*Tasks for this exercise*.
(a) Update the Green Dolphin Street passage from the words "Before doctors figured" through the words "don’t give birth.", replacing "doctors" with "physicians".
(b) Answer these questions about the Green Dolphin Street passage:
(i) What role does Donna Reed play in the movie?
(ii) What did the writer have a positive culture for?
(iii) How was the writer's son delivered?
(c) Proceed with the Green Dolphin Street passage, picking up after its final sentence.

*Text*.
====================
There’s a movie called Green Dolphin Street. I saw it when I was ten or twelve years old, but Donna Reed plays a nun in a cloister in it, and the mother superior in confronted with some sort of problem, and decides to leave the convent to solve the problem through practical means. Donna Reed’s character says “Mother, isn’t there some other way?” and she answers “Well, I could pray, but I think He’d rather I did something about it.”
In regards to Brooky, who knows what “The inability to keep food down” was. He could have been born with gastric reflux, or with some kind of infection. It could be that while the nuns prayed over him, something misdiagnosed as gastric reflux, but was really an infection, cleared up. And yes, babies can be born with infections.
I had a positive culture for strep B, so I was given IV antibiotics to keep my son from getting it during birth. He ended up being a c-section, because he got stuck on the way out, but he got far enough out that the strep be precaution was necessary.
Before doctors figured out what was happening, babies got all kinds of terrible infections from strep B, something that is benign in the women (and men too) who harbor it, as long as they don’t give birth.
====================
(Stored rows)
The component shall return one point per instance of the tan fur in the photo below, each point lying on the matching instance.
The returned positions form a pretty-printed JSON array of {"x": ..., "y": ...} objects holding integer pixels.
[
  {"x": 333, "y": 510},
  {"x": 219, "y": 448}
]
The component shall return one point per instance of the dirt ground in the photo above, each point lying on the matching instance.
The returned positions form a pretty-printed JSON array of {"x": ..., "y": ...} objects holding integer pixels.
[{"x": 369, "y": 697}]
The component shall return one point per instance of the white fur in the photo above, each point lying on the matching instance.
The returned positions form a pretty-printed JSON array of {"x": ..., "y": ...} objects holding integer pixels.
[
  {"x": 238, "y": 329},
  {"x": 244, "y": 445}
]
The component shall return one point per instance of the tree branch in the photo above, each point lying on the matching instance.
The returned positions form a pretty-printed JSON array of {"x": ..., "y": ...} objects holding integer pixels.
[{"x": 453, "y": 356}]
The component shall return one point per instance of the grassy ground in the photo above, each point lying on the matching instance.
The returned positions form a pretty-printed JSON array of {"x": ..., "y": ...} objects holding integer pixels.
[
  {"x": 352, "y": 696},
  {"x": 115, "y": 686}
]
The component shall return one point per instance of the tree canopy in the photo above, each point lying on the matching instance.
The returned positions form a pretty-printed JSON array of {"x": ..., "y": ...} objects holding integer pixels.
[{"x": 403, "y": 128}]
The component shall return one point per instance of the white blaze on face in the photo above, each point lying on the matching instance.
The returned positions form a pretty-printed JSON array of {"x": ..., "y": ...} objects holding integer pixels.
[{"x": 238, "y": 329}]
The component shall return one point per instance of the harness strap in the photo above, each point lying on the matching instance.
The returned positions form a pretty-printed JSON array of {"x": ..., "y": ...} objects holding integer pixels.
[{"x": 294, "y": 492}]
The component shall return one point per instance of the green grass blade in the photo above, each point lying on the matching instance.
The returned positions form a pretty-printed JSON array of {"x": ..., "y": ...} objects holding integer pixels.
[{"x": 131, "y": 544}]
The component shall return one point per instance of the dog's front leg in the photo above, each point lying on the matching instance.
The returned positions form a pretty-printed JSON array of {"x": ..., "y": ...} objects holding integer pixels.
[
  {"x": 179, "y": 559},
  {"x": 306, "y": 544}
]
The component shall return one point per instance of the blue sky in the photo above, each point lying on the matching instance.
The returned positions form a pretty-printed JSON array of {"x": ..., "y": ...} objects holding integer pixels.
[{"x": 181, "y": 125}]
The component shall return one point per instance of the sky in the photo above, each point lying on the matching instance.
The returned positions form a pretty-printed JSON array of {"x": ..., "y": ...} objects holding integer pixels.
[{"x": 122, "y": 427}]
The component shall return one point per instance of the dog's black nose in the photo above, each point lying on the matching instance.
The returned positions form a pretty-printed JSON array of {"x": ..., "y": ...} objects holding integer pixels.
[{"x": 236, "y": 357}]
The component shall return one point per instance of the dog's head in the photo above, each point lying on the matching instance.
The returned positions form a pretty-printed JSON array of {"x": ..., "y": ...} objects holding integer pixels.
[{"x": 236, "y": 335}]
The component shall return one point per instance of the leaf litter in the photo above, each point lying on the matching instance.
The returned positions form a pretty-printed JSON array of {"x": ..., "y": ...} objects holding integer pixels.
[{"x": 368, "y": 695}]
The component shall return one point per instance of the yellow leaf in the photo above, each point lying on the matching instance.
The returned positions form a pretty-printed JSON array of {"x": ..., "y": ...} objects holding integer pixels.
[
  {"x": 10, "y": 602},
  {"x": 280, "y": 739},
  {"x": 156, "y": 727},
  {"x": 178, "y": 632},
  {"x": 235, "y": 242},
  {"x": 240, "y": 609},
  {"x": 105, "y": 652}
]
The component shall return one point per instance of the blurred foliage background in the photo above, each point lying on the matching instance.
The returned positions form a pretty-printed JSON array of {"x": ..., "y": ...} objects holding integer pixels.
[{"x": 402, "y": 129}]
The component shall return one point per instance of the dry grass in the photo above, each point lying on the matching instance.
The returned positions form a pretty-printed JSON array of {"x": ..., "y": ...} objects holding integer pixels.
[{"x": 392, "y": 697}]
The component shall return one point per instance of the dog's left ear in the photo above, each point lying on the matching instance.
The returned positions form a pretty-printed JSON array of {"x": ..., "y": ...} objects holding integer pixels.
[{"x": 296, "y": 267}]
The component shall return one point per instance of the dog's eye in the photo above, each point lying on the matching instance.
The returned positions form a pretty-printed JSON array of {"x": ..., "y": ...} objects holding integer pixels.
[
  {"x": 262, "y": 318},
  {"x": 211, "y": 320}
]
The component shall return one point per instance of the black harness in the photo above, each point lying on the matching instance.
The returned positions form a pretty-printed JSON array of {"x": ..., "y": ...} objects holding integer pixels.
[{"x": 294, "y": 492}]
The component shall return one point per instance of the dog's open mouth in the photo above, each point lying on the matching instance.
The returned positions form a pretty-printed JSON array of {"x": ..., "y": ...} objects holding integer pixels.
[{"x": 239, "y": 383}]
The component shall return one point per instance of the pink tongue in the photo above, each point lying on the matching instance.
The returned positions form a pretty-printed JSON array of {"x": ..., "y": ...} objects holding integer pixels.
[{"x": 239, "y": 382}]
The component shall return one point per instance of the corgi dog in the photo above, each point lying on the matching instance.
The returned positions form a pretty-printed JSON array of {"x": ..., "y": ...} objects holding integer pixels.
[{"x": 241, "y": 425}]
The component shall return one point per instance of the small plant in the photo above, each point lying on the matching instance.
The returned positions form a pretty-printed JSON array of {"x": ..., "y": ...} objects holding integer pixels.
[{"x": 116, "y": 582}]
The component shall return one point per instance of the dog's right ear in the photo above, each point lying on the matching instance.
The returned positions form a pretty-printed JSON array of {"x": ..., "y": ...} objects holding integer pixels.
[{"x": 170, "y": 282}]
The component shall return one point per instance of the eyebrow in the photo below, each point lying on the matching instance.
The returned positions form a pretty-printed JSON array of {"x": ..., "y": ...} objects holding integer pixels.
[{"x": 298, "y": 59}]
====================
*Answers*.
(a)
Before physicians figured out what was happening, babies got all kinds of terrible infections from strep B, something that is benign in the women (and men too) who harbor it, as long as they don’t give birth.

(b)
(i) A nun in a cloister
(ii) Strep B
(iii) By c-section

(c)
Now, I’m not saying he had that, or any particular infection, but three days may have been just enough for whatever he had to clear up.
My son had a poor latch, and ate very little for his first three days. Babies have amazing reserves. If mothers are too ill or exhausted after birth to nurse them well, they survive. All mothers secrete is colostrum anyway, which has just a little sugar and fluid-- in fact, in the early days of formula feeding, newborns got three days of glucose water before they got formula. It’s after the milk comes in that the baby gets really hungry (and it doesn’t slow down until it’s about two).
So prayer didn’t make Brooky survive without food. Newborns can do that. And we can’t say it cured the eating disorder without knowing the underlying cause.